• EXTRACTED INFORMATION
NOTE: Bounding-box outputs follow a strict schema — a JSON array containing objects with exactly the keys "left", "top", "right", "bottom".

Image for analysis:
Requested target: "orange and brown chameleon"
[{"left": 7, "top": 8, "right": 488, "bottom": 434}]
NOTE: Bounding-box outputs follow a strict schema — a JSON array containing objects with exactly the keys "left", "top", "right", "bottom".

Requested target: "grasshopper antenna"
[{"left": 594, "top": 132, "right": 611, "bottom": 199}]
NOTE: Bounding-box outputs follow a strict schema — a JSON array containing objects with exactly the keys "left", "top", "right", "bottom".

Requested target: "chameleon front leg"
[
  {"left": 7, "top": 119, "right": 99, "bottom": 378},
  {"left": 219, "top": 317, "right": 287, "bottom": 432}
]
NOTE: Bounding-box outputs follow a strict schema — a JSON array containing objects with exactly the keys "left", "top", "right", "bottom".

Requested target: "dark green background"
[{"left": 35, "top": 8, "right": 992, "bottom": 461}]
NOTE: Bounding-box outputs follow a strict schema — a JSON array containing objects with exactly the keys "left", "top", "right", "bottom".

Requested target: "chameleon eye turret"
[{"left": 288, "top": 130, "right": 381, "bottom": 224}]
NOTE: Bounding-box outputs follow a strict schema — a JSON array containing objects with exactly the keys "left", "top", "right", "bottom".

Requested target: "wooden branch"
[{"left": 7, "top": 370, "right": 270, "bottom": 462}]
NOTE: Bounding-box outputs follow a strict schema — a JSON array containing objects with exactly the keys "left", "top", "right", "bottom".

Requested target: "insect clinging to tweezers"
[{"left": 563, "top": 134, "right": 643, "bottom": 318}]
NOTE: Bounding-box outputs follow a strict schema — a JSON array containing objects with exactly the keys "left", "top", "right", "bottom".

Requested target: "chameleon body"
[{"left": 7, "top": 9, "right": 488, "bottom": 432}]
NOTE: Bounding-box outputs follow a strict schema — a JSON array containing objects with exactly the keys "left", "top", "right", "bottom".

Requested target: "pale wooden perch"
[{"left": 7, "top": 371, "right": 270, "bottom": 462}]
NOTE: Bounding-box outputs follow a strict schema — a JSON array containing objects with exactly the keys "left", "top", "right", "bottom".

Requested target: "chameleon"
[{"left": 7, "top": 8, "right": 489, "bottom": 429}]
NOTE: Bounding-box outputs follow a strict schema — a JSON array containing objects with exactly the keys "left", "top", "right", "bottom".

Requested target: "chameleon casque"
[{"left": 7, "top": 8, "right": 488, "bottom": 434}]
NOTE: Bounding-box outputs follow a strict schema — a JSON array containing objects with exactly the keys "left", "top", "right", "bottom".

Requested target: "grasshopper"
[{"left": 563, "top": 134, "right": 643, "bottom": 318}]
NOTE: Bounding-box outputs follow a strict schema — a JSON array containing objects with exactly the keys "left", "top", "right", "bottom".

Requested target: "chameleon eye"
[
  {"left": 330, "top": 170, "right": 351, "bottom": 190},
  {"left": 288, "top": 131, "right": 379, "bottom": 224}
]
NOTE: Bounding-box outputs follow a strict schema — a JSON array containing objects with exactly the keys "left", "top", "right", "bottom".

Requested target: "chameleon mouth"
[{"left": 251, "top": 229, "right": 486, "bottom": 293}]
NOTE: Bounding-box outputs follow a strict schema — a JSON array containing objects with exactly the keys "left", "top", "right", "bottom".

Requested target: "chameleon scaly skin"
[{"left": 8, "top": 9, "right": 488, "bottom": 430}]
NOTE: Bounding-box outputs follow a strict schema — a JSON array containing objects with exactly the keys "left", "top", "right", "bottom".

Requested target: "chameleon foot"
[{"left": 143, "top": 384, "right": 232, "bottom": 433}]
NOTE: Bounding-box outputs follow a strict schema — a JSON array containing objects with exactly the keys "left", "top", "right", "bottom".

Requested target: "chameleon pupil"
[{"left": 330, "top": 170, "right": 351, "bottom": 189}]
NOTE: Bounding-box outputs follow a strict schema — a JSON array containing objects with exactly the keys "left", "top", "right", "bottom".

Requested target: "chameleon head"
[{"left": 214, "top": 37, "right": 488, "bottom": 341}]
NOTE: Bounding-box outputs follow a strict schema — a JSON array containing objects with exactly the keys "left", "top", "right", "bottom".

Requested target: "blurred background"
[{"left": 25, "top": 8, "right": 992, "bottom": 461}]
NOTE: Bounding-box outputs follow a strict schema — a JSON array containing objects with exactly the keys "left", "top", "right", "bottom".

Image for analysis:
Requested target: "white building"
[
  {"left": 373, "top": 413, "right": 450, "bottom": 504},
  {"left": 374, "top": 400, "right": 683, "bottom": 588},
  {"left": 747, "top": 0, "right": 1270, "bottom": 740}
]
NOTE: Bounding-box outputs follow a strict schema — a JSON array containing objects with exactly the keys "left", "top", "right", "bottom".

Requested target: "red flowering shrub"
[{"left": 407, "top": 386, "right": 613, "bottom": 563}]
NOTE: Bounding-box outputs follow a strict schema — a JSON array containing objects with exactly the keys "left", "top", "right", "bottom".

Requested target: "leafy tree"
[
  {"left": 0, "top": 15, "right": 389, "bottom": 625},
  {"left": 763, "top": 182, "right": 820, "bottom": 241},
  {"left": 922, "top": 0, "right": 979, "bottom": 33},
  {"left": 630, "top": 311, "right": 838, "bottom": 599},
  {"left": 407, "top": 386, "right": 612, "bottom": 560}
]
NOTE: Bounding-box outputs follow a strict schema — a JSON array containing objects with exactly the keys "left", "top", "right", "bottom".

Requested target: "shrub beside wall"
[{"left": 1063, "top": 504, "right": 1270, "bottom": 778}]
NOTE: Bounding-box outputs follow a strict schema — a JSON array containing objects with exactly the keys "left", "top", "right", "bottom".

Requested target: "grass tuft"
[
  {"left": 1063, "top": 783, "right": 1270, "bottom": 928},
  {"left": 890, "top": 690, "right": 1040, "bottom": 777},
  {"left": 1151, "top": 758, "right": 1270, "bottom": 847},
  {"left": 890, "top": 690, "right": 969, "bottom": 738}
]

• AIM OF THE TASK
How many lines in the items above contain the word "wooden"? Reply with the number alone.

• TASK SOLUTION
2